## Given text
**********
Penny Mordaunt has been appointed as minister of state at the Department for International Trade after Boris Johnson reshuffled the main cabinet positions yesterday.
Michael Ellis will take on Ms Mordaunt’s former role as paymaster general at the Cabinet Office.
One of the top changes saw Liz Truss getting the foreign secretary brief, bumping out Dominic Raab to become justice secretary after he was heavily criticised for being on holiday as the Taliban took Afghanistan.
In 2020, Mr Raab deputised for Mr Johnson while the prime minister was treated in intensive care with COVID-19.
And he will now formally take on the role as deputy prime minister after the position was revived by the PM.
The promotion of Ms Truss from international trade secretary – taken over by Anne-Marie Trevelyan – means two of the top four jobs are now held by women after Priti Patel kept her home secretary role.
The reshuffle also saw Gavin Williamson lose his job as education secretary after overseeing the exams fiasco during the pandemic as he was replaced by vaccines minister Nadhim Zahawi.
Leading Tory MP Michael Gove has been tasked with housing, communities and local government, pushing Robert Jenrick onto the backbenches.
Party co-chair Amanda Milling was also ousted just weeks before the Conservative Party’s annual conference, as was Robert Buckland from his justice secretary role.
Stephen Barclay has taken Mr Gove’s role as chancellor of the Duchy of Lancaster and Cabinet Office minister.
And bestselling author and former I’m a Celebrity… Get Me Out of Here! star Nadine Dorries was promoted to culture secretary, moving Oliver Dowden to Conservative Party co-chair and cabinet minister without portfolio.
Making her first appearance in the new role in the Commons on Thursday morning, Ms Dorries thanked colleagues for the "warm welcome".
Wednesday saw the PM make a flurry of ministerial changes, with more expected to follow on Thursday.
Reacting to his change of role, Mr Raab said he was "delighted" at being appointed justice secretary and looked forward to "delivering on the prime minister’s commitment to cut crime, reduce reoffending and protect the public".
**********
## Data records
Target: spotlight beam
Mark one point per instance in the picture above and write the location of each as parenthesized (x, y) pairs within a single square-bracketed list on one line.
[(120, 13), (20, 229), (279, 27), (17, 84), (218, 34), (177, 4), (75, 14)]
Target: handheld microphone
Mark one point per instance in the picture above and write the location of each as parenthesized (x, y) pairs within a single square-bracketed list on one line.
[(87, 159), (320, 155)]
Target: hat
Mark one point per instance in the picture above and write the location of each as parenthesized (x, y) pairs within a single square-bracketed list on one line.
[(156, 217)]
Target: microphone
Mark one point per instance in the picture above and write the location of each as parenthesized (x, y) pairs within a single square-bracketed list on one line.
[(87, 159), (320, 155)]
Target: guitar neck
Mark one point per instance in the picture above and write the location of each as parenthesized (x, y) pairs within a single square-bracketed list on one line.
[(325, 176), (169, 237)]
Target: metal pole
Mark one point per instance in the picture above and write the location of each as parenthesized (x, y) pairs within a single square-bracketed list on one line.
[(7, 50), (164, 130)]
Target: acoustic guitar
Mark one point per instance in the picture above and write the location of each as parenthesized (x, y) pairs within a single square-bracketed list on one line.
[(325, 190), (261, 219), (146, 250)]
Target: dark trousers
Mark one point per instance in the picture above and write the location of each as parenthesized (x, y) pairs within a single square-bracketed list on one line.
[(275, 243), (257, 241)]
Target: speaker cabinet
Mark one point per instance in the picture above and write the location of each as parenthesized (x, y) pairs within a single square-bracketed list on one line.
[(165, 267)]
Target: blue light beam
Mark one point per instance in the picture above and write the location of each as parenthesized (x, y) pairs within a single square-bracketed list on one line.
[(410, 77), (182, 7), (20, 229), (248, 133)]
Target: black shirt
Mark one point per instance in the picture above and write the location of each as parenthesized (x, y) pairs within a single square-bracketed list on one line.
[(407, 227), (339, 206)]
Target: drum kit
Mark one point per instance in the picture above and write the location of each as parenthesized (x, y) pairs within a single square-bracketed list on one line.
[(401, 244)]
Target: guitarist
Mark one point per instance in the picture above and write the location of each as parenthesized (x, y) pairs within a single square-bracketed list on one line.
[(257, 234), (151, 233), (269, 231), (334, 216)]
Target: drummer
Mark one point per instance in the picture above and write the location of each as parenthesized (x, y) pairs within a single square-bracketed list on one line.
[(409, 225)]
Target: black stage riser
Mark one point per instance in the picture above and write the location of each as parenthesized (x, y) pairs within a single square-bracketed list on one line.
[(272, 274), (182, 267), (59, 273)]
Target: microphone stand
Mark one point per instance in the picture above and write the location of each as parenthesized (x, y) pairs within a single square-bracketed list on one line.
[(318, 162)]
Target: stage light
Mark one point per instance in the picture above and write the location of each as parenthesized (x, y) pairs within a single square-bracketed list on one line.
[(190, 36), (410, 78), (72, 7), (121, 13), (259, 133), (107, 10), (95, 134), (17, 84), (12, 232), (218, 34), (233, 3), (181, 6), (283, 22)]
**********
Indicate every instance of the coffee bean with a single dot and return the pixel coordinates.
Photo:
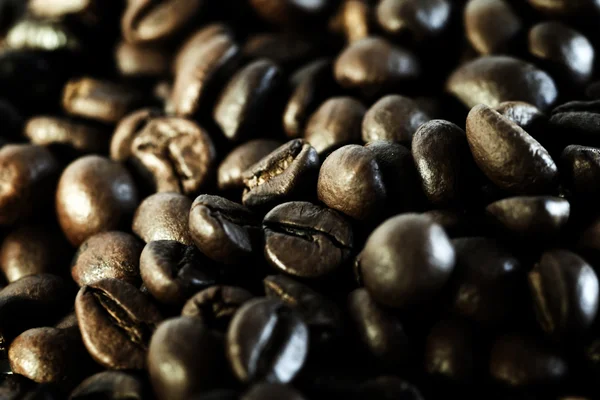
**********
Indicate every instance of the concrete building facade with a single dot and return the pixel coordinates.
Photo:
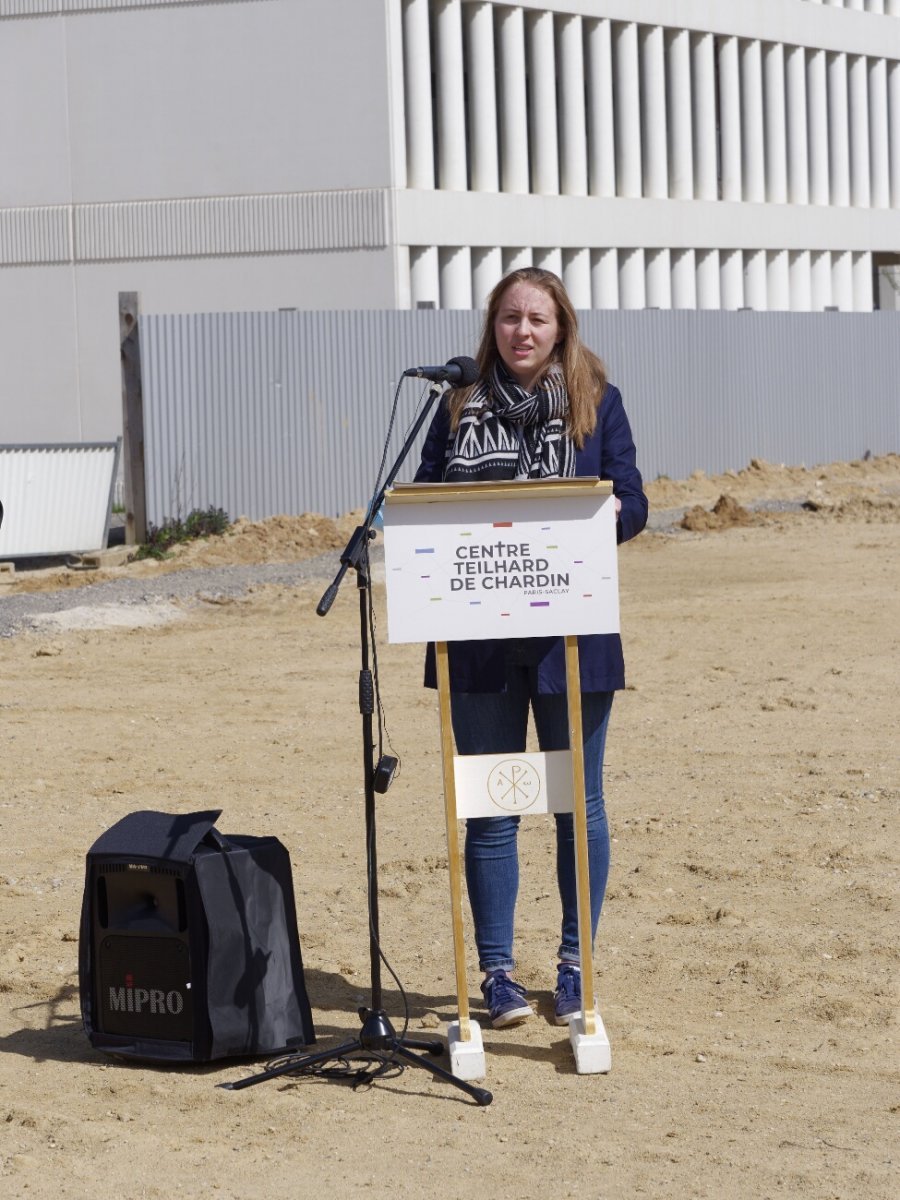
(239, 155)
**********
## Task item A
In the cabinet reshuffle article, who replaced Gavin Williamson as education secretary?
## Task item B
Please proceed with the cabinet reshuffle article, writing on from its final sentence.

## Expected output A
Vaccines minister Nadhim Zahawi.

## Expected output B
In a Twitter post on Wednesday afternoon in which he revealed his departure from the cabinet, Mr Williamson said it had "been a privilege to serve as education secretary since 2019" and that he was "particularly proud of the transformational reforms I’ve led in post-16 education".
Former justice secretary Mr Buckland also posted a letter he had sent to the PM on Twitter to confirm his departure from cabinet.
He said he was looking to "the next adventure" and that he was "deeply proud of everything I have achieved" after serving in government for the past seven years.
In his departure letter, Mr Buckland noted that "years of underfunding" had not helped the legal system recover from the backlog caused by the COVID-19 pandemic.
Opposition MPs including Mother of the House of Commons Harriet Harman thanked Mr Buckland for his work on the Domestic Abuse Bill which became law earlier this year.
Mr Jenrick, who last year was at the centre of a row over planning approval granted to a Conservative donor, tweeted that it had been a "huge privilege" to have led the Ministry of Housing, Communities and Local Government (MHCLG).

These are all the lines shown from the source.